■ Data provided:
— Start —

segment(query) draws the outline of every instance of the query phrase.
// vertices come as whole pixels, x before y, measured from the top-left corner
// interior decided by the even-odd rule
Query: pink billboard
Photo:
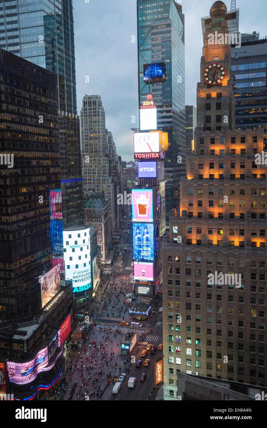
[[[134,276],[136,281],[153,281],[153,264],[134,262]]]
[[[51,220],[61,220],[62,219],[61,189],[50,190],[50,198]]]
[[[132,190],[133,221],[153,223],[153,199],[151,189]]]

— End —

■ Given task:
Reproduce every record above word for word, but omit the pictures.

■ Exercise response:
segment(query) draws the outline of every instance of the query phrase.
// vertices come as whole pixels, x before y, measured from the top-left corner
// interior decided by the even-odd rule
Query: pink billboard
Photo:
[[[134,276],[136,281],[153,281],[153,264],[134,262]]]
[[[51,220],[61,220],[62,219],[61,189],[50,190],[50,198]]]
[[[132,190],[133,221],[153,223],[153,199],[151,189]]]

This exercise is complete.